Documento ::
· · ·

Settantadue anni, rigorosamente tedesco. Nella fisionomia, negli occhi azzurri, nei metodi, nella serietà, anche se i capelli scompigliati gli danno un’aria da filosofo esistenzialista più che da magnate d’impresa. Una grande passione per l’arte, cominciata negli anni ‘60 con
Emil Nolde e l’Espressionismo tedesco, poi proseguita fino al contemporaneo –
Kapoor,
Christo,
Baselitz– ma anche volgendo gli occhi al Rinascimento germanico. È Reinhold Würth, il magnate dei bulloni, delle viti, stabilmente tra i cento uomini più ricchi del mondo, secondo la classifica stilata ogni anno da “Forbes”. Personaggio assolutamente particolare e atipico, ha appena aperto nell’autunno scorso un museo presso la sede romana dell’azienda, in cui da fine febbraio (e fino a ottobre) sono ospitati i coloratissimi lavori di
Hundertwasser, con un progetto di mecenatismo assolutamente inedito: mettere l’arte tra i luoghi di lavoro. Ma facciamo un passo indietro.
È il 1954 quando Reinhold Würth, neanche ventenne, inizia a lavorare nell’azienda paterna che si occupa di vendita all’ingrosso di viti e bulloni. In un contesto industriale caratterizzato dalla forte espansione (erano gli anni della ricostruzione postbellica, segnati da tassi di crescita a due cifre nella Repubblica Federale Tedesca) e grazie alle capacità del giovane Reinhold, nel giro di qualche anno l’azienda fa un salto di qualità, cui segue negli anni ‘70 l’apertura delle prime filiali all’estero. Ora il gruppo, il cui
core business rimane la commercializzazione di sistemi di fissaggio, è presente in più di ottanta paesi, dà lavoro a oltre 45mila dipendenti ed è una delle più importanti realtà industriali della Germania.

· · ·

Cose da fare ::
1. Duplica il passo del testo su Reinhold Würth che inizia con "È il 1954 quando" e termina con "industriali della Germania.".
2. In quale anno Reinhold Würth comincia a lavorare nell'azienda paterna, secondo il testo su Reinhold Würth?
3. Queste affermazioni concordano con il testo su Reinhold Würth? Per ciascuna rispondi sì o no, citando le parole del testo che lo stabiliscono. (a) L'azienda apre le prime filiali all'estero negli anni '70. (b) Il gruppo è presente in meno di cinquanta paesi. (c) La passione di Würth per l'arte comincia negli anni '80.
Il materiale non ha alcun legame con il testo su Reinhold Würth.

Dati forniti ::

· · ·

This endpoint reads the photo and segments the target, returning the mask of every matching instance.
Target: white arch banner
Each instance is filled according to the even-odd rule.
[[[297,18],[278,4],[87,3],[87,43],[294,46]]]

· · ·

Risultati finali ::
1.
È il 1954 quando Reinhold Würth, neanche ventenne, inizia a lavorare nell’azienda paterna che si occupa di vendita all’ingrosso di viti e bulloni. In un contesto industriale caratterizzato dalla forte espansione (erano gli anni della ricostruzione postbellica, segnati da tassi di crescita a due cifre nella Repubblica Federale Tedesca) e grazie alle capacità del giovane Reinhold, nel giro di qualche anno l’azienda fa un salto di qualità, cui segue negli anni ‘70 l’apertura delle prime filiali all’estero. Ora il gruppo, il cui
core business rimane la commercializzazione di sistemi di fissaggio, è presente in più di ottanta paesi, dà lavoro a oltre 45mila dipendenti ed è una delle più importanti realtà industriali della Germania.

2. Nel 1954.

3.
(a) Sì: "cui segue negli anni ‘70 l’apertura delle prime filiali all’estero".
(b) No: "è presente in più di ottanta paesi".
(c) No: "cominciata negli anni ‘60 con".